(Stored items)

════════

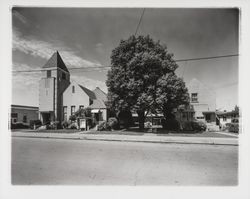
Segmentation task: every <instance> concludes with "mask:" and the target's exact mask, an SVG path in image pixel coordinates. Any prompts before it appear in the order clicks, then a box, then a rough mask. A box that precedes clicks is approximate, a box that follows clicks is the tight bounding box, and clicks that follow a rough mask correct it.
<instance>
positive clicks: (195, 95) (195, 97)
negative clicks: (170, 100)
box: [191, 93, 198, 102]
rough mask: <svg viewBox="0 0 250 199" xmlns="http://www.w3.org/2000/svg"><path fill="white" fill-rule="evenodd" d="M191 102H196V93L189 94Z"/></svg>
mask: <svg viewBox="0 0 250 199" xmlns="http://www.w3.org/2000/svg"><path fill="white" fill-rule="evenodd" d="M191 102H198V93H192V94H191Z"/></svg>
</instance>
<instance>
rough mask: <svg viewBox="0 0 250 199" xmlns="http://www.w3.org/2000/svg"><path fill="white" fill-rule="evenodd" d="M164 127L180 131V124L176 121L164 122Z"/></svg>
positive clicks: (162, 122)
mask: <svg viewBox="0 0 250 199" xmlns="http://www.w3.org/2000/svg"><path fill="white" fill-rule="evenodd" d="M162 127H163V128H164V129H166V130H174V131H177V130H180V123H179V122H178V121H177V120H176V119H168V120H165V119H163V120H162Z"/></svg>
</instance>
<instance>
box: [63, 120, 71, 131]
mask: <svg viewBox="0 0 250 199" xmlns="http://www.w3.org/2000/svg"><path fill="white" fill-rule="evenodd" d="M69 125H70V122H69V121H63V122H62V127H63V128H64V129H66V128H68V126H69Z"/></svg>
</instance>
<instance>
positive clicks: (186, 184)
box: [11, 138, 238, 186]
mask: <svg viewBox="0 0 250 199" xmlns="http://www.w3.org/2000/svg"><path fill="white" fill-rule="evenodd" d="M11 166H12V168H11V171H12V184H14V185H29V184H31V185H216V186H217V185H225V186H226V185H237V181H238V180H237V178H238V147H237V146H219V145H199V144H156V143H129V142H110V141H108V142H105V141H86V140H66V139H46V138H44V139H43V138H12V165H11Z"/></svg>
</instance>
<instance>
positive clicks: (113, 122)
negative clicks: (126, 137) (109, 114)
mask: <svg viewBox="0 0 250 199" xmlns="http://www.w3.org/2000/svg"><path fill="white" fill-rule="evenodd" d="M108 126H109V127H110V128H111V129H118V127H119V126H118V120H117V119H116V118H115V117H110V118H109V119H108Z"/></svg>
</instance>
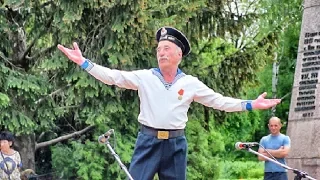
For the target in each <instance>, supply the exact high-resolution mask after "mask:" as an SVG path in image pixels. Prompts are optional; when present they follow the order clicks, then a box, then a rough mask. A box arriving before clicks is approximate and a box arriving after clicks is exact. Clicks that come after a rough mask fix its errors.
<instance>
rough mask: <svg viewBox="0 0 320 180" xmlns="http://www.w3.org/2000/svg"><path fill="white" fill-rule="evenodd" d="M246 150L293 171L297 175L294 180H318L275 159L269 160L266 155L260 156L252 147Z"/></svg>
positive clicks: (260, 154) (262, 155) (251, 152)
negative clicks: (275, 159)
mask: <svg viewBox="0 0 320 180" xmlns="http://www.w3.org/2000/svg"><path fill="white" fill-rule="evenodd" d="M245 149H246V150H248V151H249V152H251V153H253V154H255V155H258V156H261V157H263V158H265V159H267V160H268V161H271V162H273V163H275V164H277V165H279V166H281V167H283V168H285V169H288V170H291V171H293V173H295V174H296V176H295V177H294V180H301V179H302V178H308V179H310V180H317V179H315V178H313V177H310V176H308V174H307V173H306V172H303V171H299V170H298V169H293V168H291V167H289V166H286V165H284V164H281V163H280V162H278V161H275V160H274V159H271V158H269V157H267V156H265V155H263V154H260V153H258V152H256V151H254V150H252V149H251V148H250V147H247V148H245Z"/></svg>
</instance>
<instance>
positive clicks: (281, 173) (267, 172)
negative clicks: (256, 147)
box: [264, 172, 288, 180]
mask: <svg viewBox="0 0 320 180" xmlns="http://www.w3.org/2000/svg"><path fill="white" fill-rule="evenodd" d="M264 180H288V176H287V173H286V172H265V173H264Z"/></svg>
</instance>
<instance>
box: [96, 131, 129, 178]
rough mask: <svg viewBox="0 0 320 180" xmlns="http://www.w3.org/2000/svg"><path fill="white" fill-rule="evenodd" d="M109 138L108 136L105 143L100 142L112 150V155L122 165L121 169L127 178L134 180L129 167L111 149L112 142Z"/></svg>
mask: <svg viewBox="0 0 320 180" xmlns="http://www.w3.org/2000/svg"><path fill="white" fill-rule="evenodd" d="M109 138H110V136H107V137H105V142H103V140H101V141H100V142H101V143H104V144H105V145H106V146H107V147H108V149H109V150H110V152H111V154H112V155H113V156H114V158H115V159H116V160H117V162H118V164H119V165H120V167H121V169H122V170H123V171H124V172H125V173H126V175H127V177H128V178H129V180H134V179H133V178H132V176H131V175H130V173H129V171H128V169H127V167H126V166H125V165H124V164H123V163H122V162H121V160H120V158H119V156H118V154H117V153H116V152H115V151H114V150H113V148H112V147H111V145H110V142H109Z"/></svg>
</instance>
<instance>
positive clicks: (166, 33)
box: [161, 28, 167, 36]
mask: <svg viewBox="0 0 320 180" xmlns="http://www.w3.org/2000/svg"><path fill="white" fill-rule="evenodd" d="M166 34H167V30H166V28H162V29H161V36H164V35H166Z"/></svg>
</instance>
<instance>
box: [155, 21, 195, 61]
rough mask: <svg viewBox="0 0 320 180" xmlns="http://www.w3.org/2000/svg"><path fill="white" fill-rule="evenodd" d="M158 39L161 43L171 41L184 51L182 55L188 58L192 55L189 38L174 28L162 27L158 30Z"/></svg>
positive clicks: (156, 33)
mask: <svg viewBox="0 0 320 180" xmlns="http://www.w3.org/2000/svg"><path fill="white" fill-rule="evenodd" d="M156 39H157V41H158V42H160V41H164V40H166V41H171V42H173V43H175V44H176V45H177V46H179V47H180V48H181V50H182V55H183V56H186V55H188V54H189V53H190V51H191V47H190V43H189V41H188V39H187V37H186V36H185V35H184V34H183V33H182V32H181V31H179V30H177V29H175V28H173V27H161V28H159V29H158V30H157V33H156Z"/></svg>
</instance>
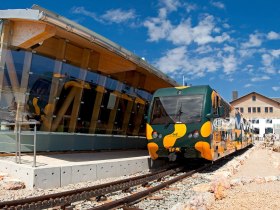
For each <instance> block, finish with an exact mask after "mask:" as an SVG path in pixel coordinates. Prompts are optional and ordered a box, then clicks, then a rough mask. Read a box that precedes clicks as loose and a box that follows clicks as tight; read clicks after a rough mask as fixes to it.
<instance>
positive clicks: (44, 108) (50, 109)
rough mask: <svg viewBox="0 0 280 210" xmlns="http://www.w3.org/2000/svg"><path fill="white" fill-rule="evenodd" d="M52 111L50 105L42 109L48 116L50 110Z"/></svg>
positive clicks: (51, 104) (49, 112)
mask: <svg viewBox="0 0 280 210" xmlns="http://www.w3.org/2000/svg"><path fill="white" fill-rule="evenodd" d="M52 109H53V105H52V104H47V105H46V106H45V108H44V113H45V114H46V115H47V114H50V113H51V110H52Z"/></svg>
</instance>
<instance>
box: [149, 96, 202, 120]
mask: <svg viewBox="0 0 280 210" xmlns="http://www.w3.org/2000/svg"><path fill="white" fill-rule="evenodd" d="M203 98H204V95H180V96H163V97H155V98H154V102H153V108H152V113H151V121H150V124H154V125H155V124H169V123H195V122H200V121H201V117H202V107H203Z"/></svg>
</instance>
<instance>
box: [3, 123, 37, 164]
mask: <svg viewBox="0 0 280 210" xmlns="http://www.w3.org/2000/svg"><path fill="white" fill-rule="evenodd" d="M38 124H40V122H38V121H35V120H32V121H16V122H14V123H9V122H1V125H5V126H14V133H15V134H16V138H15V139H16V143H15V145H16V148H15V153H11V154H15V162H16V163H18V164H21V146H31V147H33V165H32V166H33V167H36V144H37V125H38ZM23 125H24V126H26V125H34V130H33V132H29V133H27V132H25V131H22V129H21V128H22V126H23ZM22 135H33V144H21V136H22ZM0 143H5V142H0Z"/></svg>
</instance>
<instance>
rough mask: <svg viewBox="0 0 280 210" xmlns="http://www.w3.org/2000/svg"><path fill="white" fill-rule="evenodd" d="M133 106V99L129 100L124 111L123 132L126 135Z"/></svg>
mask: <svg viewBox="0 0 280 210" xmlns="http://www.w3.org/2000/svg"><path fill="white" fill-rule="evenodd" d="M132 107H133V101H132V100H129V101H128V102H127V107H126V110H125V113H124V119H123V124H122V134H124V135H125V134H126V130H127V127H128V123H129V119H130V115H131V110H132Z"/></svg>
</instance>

════════

Wherever the word "with" appears in a line of the data above, copy that line.

Segmentation task: every <instance> concludes with "mask:" and the target's exact mask, an SVG path in image pixel coordinates. Any prompts before it appear in the order clicks, then a box, then a rough mask. A box that precedes clicks is approximate, a box that follows clicks is the tight bounding box, and clicks that follow a rough mask correct it.
For each <instance> block, finish with an exact mask after "mask:" as an SVG path in pixel coordinates. Prompts are optional and ordered a box, then clicks, then a rough mask. Read a box that precedes clicks as loose and a box that follows clicks as tight; read clicks after a rough mask as fixes to it.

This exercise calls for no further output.